--- Brief ---
Beginning with the line that holds "the gray suit", set down each line of the data below through the very last, exactly as given, and nothing beyond that.
>> Start Supplied entries
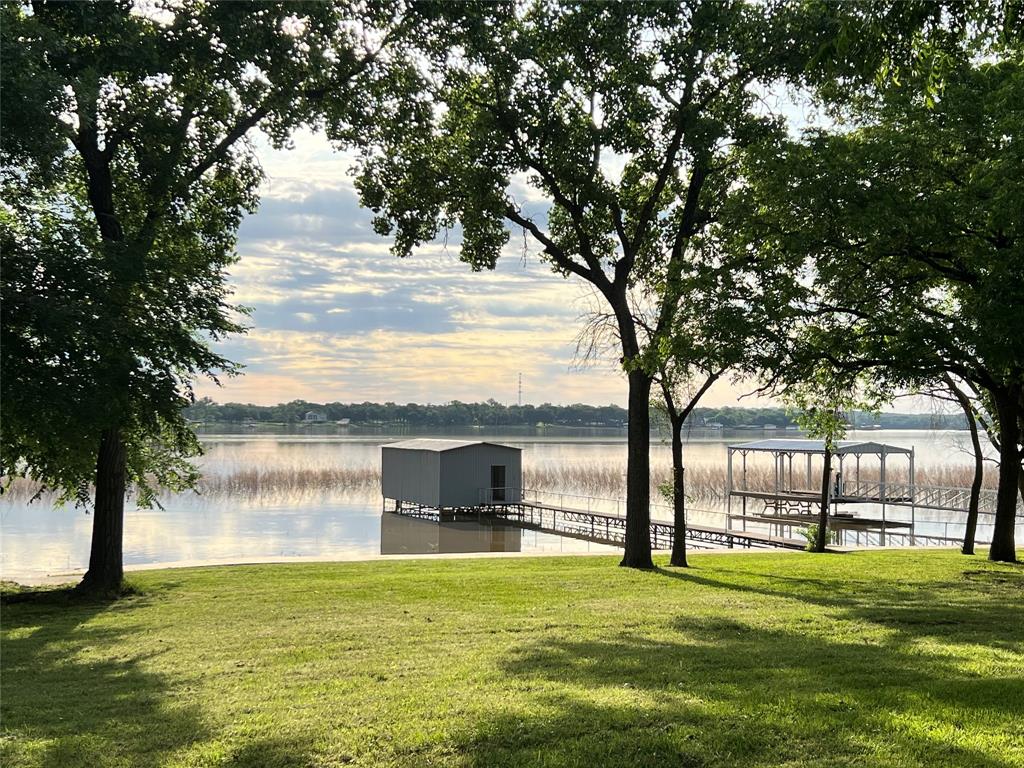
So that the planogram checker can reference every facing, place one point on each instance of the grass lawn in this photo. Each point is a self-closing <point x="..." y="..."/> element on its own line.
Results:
<point x="891" y="658"/>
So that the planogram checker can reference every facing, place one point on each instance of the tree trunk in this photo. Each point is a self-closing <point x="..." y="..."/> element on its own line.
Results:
<point x="979" y="467"/>
<point x="979" y="475"/>
<point x="820" y="536"/>
<point x="678" y="497"/>
<point x="637" y="550"/>
<point x="1004" y="548"/>
<point x="105" y="569"/>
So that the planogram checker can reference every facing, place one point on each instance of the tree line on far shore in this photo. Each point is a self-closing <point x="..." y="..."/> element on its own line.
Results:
<point x="494" y="414"/>
<point x="838" y="261"/>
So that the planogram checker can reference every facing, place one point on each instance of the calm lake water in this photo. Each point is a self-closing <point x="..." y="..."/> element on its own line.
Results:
<point x="327" y="521"/>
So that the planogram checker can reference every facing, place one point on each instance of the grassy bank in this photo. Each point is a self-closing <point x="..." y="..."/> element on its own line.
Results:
<point x="873" y="659"/>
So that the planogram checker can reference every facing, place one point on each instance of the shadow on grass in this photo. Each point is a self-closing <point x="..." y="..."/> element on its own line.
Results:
<point x="66" y="705"/>
<point x="717" y="691"/>
<point x="726" y="693"/>
<point x="990" y="616"/>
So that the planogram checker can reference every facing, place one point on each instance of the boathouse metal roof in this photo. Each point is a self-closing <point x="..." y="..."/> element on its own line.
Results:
<point x="852" y="448"/>
<point x="435" y="444"/>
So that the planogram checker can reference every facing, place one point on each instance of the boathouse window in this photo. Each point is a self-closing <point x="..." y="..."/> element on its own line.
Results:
<point x="498" y="482"/>
<point x="451" y="474"/>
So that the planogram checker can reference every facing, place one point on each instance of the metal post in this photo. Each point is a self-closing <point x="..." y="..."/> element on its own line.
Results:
<point x="882" y="496"/>
<point x="913" y="495"/>
<point x="744" y="488"/>
<point x="728" y="488"/>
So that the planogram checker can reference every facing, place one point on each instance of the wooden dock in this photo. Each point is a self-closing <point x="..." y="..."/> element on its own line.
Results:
<point x="602" y="527"/>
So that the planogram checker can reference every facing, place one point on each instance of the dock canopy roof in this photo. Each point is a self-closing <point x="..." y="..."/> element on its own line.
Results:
<point x="843" y="448"/>
<point x="435" y="444"/>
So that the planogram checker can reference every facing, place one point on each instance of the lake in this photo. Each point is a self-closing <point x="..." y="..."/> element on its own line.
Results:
<point x="314" y="493"/>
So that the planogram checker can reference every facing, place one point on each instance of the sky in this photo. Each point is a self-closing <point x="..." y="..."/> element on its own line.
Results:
<point x="337" y="317"/>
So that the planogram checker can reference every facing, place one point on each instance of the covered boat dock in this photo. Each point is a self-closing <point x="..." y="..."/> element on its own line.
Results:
<point x="793" y="493"/>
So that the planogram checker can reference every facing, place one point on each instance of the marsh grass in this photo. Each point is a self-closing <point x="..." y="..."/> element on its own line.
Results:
<point x="903" y="659"/>
<point x="607" y="479"/>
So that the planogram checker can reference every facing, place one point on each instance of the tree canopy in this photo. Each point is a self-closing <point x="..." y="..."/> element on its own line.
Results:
<point x="127" y="137"/>
<point x="912" y="212"/>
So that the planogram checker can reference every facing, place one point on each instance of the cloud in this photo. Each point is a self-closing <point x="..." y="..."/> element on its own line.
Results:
<point x="336" y="316"/>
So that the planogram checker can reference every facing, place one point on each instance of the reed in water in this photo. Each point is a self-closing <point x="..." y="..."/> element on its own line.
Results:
<point x="704" y="482"/>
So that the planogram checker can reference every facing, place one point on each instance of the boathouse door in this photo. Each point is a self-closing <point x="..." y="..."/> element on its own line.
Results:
<point x="498" y="482"/>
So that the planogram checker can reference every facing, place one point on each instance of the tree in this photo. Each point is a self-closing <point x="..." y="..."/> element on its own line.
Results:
<point x="820" y="395"/>
<point x="913" y="213"/>
<point x="132" y="125"/>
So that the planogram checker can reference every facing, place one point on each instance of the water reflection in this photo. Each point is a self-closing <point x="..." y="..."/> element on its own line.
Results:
<point x="410" y="536"/>
<point x="305" y="496"/>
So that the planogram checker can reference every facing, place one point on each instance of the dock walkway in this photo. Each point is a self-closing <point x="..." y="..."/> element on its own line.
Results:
<point x="603" y="527"/>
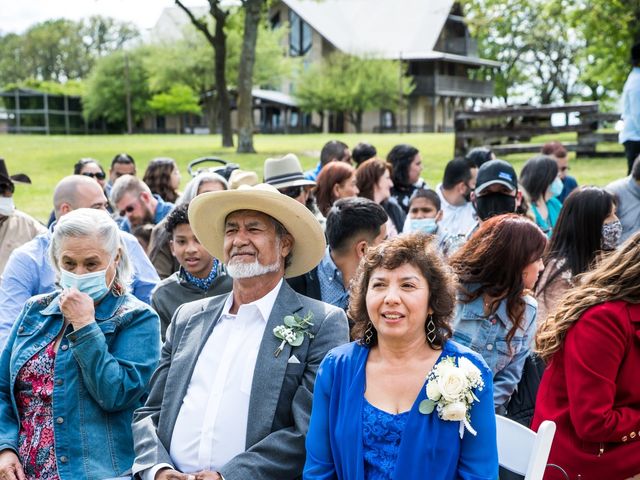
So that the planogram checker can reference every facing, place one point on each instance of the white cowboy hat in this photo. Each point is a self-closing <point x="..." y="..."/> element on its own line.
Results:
<point x="208" y="212"/>
<point x="285" y="172"/>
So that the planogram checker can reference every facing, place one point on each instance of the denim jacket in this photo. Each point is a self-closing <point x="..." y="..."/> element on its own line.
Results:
<point x="101" y="373"/>
<point x="488" y="337"/>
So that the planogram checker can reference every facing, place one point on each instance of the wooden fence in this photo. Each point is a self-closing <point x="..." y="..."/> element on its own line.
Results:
<point x="509" y="130"/>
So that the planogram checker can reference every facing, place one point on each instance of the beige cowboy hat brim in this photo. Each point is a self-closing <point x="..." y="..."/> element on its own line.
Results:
<point x="208" y="212"/>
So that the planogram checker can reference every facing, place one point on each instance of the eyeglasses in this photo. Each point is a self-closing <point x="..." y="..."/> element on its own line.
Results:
<point x="99" y="175"/>
<point x="293" y="192"/>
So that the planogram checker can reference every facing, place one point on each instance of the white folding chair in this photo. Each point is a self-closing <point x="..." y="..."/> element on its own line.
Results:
<point x="524" y="451"/>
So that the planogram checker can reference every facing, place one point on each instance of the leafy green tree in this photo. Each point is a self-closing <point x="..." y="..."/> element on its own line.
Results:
<point x="188" y="61"/>
<point x="107" y="86"/>
<point x="178" y="100"/>
<point x="353" y="85"/>
<point x="103" y="35"/>
<point x="12" y="69"/>
<point x="609" y="29"/>
<point x="54" y="50"/>
<point x="218" y="41"/>
<point x="60" y="50"/>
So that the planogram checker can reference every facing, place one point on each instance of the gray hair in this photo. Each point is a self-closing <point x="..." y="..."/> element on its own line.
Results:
<point x="191" y="190"/>
<point x="127" y="184"/>
<point x="89" y="222"/>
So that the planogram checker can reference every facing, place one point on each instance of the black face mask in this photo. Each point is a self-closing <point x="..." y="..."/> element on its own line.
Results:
<point x="493" y="204"/>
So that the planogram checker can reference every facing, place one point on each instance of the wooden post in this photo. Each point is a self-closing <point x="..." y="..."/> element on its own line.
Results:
<point x="46" y="113"/>
<point x="67" y="128"/>
<point x="18" y="120"/>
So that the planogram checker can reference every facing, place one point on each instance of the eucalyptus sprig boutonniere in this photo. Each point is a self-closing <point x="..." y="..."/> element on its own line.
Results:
<point x="451" y="387"/>
<point x="293" y="331"/>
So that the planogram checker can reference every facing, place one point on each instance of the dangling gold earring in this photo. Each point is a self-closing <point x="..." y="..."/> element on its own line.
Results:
<point x="368" y="333"/>
<point x="431" y="330"/>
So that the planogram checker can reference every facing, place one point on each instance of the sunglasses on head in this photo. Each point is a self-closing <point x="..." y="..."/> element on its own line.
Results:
<point x="126" y="210"/>
<point x="99" y="175"/>
<point x="292" y="192"/>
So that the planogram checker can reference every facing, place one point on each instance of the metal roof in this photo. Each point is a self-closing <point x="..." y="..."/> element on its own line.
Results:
<point x="274" y="97"/>
<point x="393" y="29"/>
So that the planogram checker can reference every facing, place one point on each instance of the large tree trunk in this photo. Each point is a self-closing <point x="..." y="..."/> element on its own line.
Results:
<point x="211" y="103"/>
<point x="219" y="43"/>
<point x="253" y="10"/>
<point x="224" y="103"/>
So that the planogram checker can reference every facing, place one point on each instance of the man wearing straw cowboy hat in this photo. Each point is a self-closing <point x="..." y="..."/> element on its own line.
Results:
<point x="231" y="397"/>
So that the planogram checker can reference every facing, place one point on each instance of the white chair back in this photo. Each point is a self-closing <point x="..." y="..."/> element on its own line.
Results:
<point x="522" y="450"/>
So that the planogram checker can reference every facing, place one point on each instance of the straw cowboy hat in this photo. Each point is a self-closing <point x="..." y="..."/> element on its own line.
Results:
<point x="208" y="212"/>
<point x="285" y="172"/>
<point x="10" y="180"/>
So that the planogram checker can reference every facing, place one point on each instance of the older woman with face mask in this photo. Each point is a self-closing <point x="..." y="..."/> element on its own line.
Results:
<point x="77" y="362"/>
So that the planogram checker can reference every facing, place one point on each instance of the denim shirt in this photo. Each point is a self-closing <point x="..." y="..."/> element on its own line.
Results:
<point x="29" y="272"/>
<point x="488" y="337"/>
<point x="101" y="374"/>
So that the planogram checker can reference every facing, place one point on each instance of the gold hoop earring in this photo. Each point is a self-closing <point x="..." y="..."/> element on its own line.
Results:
<point x="431" y="330"/>
<point x="368" y="333"/>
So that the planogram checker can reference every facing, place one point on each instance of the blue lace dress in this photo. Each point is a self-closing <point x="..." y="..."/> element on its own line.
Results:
<point x="381" y="436"/>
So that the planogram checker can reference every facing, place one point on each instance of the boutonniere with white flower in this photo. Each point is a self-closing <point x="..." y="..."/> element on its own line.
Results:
<point x="293" y="331"/>
<point x="450" y="391"/>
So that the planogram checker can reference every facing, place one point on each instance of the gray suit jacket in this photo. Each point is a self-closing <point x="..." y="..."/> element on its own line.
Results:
<point x="281" y="393"/>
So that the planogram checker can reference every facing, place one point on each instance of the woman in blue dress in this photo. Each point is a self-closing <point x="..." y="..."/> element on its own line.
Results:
<point x="373" y="415"/>
<point x="540" y="180"/>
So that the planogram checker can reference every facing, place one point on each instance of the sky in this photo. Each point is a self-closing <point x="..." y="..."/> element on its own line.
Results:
<point x="17" y="15"/>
>> End Supplied entries
--- Result of this task ---
So that the planogram checker can reference every facing, place one point on each instance of the gray suit jacket in this photo. Each point is a self-closing <point x="..." y="..."/> element on its own line.
Results:
<point x="281" y="393"/>
So that the planogram checker can reference every facing, place one point on each instance of the woman in blue dress in this photo. Each point is a self-closing <point x="..." y="..."/> element on its own line.
Results:
<point x="373" y="415"/>
<point x="540" y="180"/>
So that the planogram checker can reference every facing, place one point on each instance of the sky in this photo. Each point is a self-closing <point x="..." y="..."/> element on its own line.
Results:
<point x="17" y="15"/>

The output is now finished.